# WORK TASK
Please copy each line below that contains the word "wall".

# LISTED RECORDS
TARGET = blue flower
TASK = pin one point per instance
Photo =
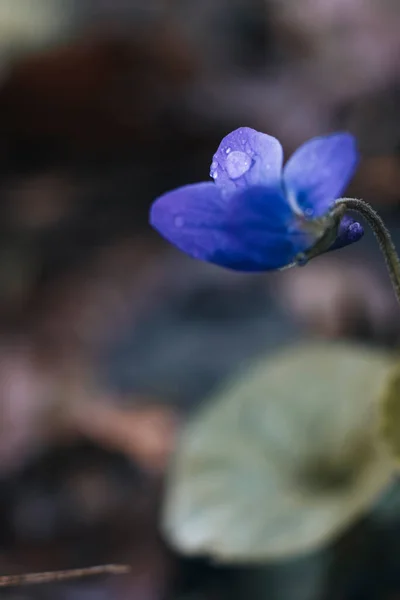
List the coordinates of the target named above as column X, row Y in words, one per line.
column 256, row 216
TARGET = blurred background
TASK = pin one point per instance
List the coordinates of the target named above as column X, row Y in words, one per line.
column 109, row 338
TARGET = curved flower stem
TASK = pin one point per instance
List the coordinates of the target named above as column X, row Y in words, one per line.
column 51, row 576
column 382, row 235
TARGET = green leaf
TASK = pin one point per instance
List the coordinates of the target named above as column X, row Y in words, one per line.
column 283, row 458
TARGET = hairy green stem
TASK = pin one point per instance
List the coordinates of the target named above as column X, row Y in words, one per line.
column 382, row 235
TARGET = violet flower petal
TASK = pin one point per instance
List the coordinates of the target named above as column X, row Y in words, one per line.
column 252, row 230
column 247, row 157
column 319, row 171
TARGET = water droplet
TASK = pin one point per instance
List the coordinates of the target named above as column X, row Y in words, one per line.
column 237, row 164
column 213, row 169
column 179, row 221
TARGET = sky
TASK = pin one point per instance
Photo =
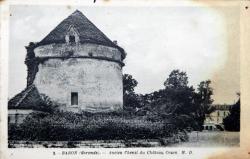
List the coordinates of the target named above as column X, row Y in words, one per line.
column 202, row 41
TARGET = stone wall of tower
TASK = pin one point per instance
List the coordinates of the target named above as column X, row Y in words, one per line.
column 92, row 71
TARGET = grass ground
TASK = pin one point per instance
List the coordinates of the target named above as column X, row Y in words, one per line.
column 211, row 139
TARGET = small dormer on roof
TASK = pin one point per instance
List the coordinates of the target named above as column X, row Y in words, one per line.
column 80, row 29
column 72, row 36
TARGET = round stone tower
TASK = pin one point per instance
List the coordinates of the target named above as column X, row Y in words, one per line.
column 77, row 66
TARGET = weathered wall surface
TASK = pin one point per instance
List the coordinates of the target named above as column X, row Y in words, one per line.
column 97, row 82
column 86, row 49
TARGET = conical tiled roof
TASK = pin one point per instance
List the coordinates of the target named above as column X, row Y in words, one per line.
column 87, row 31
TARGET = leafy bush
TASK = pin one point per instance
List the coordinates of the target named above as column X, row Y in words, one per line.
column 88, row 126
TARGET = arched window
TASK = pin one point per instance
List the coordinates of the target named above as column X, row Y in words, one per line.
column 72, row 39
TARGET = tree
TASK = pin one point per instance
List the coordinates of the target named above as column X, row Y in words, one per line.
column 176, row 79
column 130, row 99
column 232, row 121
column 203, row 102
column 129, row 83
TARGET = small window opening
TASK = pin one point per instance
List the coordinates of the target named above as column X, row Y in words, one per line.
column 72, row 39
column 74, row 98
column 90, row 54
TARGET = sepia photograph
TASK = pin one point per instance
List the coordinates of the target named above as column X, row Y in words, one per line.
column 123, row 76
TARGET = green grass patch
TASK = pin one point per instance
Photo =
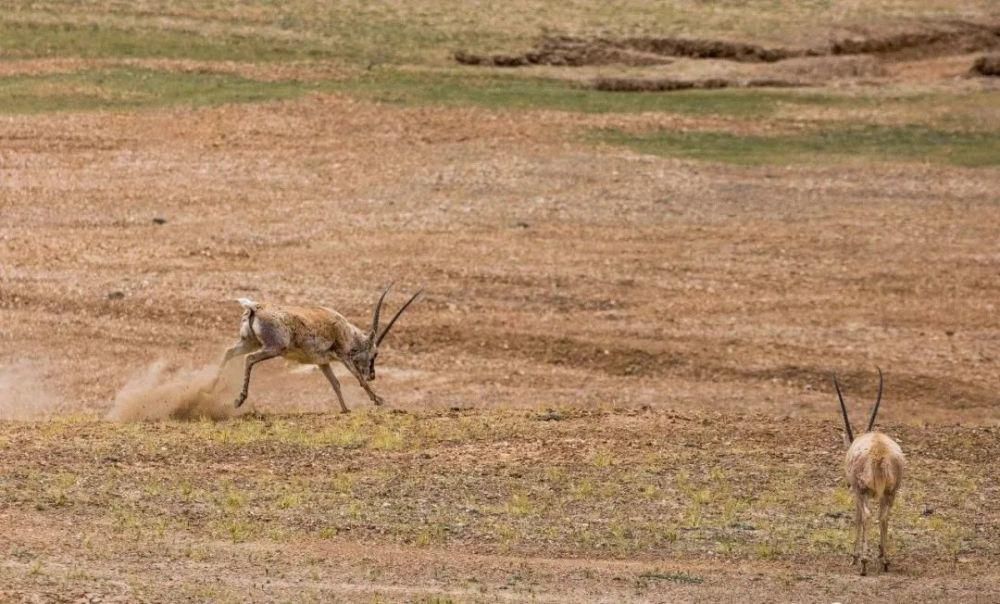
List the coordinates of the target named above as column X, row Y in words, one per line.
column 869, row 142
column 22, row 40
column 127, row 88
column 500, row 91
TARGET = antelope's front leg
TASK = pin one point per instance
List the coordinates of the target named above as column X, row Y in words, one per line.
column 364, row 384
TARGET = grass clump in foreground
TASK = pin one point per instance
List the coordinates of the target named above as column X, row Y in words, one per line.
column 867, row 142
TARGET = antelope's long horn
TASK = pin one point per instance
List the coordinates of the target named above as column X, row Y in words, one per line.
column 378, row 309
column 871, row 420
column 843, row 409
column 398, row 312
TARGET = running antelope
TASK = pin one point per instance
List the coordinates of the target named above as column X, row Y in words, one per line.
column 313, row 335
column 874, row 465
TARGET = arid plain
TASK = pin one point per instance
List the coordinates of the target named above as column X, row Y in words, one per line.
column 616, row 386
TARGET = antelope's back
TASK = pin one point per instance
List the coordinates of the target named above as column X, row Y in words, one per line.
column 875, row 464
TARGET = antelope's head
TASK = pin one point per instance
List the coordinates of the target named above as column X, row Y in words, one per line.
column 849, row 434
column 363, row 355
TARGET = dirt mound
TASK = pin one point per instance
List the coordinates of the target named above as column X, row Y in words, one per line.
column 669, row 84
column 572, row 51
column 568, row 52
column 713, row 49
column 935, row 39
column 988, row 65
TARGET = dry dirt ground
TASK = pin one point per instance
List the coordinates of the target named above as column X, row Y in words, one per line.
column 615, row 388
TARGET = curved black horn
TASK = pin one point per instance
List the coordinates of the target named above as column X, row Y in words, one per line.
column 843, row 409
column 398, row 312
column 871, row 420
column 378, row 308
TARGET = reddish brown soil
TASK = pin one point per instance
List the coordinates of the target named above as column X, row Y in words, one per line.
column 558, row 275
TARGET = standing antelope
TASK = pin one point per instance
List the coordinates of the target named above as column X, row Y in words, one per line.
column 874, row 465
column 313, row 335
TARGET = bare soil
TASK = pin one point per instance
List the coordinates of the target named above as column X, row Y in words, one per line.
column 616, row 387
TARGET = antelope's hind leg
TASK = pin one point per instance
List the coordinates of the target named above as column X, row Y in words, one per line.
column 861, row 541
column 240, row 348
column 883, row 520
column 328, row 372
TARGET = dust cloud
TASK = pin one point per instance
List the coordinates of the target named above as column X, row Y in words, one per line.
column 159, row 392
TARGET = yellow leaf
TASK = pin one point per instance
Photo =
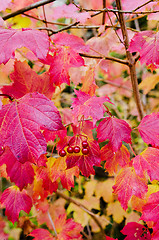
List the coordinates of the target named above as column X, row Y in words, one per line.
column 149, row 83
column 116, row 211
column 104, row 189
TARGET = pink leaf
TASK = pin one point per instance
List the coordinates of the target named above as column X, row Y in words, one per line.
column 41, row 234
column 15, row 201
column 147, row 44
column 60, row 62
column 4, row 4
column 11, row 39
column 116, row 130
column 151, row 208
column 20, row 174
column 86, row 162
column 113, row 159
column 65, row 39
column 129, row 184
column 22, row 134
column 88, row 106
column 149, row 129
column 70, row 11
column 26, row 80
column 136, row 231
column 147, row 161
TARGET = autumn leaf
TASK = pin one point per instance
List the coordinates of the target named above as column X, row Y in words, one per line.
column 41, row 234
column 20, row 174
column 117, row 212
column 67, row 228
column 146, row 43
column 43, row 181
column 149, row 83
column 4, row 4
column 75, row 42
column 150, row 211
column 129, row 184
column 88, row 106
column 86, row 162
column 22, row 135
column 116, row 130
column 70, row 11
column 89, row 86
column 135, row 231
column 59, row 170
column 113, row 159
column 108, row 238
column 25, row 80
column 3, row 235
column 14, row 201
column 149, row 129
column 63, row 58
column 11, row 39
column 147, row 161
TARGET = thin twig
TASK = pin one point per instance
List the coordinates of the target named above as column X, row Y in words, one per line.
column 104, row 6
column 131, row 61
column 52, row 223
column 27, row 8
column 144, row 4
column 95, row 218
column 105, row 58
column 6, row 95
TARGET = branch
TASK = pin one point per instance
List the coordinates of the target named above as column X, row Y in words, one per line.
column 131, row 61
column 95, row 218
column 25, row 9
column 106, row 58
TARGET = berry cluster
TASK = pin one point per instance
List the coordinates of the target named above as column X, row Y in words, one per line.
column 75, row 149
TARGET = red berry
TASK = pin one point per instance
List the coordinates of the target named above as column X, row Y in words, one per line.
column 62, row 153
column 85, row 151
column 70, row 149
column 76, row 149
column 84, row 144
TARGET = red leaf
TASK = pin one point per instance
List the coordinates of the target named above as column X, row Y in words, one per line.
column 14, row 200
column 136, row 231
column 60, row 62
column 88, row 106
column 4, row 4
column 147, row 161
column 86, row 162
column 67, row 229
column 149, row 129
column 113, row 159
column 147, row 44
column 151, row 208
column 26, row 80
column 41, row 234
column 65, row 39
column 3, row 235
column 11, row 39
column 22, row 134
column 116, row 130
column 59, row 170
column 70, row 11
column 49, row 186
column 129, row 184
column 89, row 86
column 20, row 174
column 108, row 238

# OUTPUT OF THE TASK
TARGET = stone wall of tower
TARGET = weathered wall surface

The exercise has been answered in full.